### The input
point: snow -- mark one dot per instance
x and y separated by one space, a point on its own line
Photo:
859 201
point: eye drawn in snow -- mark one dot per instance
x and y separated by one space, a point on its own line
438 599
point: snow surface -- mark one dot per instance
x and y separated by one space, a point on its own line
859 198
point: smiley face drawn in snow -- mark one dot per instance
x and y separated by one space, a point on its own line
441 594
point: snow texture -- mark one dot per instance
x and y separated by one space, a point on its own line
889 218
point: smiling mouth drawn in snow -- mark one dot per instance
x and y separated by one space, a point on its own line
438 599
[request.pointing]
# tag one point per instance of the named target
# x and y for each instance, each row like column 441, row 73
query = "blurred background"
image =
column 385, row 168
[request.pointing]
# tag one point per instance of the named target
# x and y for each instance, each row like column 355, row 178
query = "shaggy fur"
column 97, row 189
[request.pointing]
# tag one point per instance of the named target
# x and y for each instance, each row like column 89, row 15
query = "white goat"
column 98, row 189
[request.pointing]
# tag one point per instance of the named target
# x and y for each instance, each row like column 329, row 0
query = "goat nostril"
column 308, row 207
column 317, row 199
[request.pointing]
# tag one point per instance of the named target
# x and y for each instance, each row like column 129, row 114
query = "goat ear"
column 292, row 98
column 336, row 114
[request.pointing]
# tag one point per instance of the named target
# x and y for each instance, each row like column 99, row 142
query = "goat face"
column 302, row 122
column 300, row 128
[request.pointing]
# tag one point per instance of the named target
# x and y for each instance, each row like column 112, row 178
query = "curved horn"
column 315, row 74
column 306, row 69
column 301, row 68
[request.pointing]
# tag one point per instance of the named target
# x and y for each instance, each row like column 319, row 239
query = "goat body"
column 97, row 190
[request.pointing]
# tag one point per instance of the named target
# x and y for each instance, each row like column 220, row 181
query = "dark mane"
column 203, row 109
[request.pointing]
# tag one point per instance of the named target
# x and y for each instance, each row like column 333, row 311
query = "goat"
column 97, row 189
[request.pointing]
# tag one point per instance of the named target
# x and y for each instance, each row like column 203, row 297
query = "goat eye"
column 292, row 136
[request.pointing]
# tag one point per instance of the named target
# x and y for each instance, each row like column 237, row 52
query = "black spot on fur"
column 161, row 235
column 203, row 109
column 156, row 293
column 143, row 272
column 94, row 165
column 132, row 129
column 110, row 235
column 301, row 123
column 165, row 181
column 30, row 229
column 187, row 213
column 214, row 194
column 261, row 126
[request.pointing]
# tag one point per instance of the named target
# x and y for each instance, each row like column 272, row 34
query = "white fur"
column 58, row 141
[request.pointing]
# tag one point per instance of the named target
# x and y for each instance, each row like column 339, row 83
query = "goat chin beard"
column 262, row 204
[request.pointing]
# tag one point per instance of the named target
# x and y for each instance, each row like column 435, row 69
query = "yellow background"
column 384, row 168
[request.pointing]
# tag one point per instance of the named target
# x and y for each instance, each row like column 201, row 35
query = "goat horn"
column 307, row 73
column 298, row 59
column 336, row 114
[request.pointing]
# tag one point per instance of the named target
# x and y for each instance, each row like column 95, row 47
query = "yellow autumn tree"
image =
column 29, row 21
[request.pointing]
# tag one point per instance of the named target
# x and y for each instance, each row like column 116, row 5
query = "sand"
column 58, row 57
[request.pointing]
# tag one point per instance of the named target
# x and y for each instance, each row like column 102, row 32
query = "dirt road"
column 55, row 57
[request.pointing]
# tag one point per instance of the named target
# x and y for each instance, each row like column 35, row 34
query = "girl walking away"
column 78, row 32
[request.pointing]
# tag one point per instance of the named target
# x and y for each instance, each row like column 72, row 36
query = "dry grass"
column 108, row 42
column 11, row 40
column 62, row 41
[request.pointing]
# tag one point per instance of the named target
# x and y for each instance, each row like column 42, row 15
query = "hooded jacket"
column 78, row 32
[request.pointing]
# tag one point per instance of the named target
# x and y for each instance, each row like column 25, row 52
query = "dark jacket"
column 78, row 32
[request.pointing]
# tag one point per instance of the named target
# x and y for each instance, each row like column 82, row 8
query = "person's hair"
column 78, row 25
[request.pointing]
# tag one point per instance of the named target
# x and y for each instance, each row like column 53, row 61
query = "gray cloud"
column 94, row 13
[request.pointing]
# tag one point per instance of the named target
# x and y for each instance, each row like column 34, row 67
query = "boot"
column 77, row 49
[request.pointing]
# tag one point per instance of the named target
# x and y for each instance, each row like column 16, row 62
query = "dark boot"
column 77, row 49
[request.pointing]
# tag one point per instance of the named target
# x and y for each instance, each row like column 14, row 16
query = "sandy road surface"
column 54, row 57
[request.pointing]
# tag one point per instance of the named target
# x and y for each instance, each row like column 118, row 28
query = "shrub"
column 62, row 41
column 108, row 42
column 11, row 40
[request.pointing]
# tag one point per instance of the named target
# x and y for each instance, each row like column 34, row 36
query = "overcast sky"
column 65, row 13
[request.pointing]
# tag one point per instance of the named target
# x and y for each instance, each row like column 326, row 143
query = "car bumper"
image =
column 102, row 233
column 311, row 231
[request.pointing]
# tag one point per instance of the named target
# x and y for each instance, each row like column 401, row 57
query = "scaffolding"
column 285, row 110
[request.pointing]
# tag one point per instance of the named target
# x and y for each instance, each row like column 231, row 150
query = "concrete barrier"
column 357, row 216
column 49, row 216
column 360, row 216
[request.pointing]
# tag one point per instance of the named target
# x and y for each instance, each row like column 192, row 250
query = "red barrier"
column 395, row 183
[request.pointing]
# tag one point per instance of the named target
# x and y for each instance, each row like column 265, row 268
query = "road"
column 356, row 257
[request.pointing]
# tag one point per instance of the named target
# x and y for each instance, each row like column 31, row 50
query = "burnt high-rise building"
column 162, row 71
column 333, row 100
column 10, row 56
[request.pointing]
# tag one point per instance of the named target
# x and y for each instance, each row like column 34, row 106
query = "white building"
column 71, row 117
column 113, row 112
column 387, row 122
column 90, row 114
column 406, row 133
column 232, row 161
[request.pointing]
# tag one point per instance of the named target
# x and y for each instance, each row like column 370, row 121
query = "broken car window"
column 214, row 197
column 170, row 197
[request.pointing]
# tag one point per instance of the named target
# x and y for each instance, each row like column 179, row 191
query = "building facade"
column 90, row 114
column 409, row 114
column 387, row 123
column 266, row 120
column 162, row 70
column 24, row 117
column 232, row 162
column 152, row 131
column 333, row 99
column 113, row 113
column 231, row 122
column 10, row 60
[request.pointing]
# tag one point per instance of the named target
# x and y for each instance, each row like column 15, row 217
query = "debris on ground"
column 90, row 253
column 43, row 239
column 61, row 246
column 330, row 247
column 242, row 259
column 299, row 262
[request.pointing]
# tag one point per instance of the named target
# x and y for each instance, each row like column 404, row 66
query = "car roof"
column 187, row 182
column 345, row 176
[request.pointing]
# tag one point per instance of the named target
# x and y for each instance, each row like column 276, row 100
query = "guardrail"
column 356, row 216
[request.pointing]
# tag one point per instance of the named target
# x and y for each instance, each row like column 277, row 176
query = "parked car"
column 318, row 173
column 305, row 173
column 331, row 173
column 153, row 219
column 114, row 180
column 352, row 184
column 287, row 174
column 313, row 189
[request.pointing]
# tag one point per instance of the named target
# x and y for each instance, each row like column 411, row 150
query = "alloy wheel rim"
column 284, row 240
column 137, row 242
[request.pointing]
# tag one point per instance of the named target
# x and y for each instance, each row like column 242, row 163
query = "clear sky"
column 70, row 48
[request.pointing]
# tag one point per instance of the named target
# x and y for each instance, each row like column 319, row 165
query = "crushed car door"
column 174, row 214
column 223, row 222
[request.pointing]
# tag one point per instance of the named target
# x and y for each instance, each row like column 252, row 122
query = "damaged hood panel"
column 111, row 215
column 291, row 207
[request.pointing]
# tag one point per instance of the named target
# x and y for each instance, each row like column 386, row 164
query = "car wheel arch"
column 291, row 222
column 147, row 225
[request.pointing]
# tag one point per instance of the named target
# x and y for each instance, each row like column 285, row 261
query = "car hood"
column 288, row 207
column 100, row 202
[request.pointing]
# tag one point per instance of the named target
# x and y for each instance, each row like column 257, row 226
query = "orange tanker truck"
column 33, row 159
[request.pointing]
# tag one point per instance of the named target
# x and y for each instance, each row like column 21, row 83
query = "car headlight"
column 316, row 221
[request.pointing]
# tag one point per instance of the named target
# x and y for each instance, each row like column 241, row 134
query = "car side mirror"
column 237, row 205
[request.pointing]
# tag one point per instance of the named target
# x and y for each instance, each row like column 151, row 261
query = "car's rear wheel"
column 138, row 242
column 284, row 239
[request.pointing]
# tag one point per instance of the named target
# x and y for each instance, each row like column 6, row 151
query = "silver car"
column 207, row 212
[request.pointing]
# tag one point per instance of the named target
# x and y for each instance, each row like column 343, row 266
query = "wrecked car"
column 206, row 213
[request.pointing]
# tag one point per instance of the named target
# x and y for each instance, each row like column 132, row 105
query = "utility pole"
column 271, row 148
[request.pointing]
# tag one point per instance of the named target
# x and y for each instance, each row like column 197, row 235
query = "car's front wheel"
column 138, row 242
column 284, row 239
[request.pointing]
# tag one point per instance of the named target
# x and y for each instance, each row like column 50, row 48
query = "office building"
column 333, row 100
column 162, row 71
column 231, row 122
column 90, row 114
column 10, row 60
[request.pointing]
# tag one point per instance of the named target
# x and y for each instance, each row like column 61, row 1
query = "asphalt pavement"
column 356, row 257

### What to produce
Go through the records above and copy every line holding the word "drawn".

### Expected answer
point: eye drawn in snow -- mark one dot per instance
point: smiley face drawn in snow -- mark one dot per instance
point: smiling mouth drawn in snow -- mark one dot per instance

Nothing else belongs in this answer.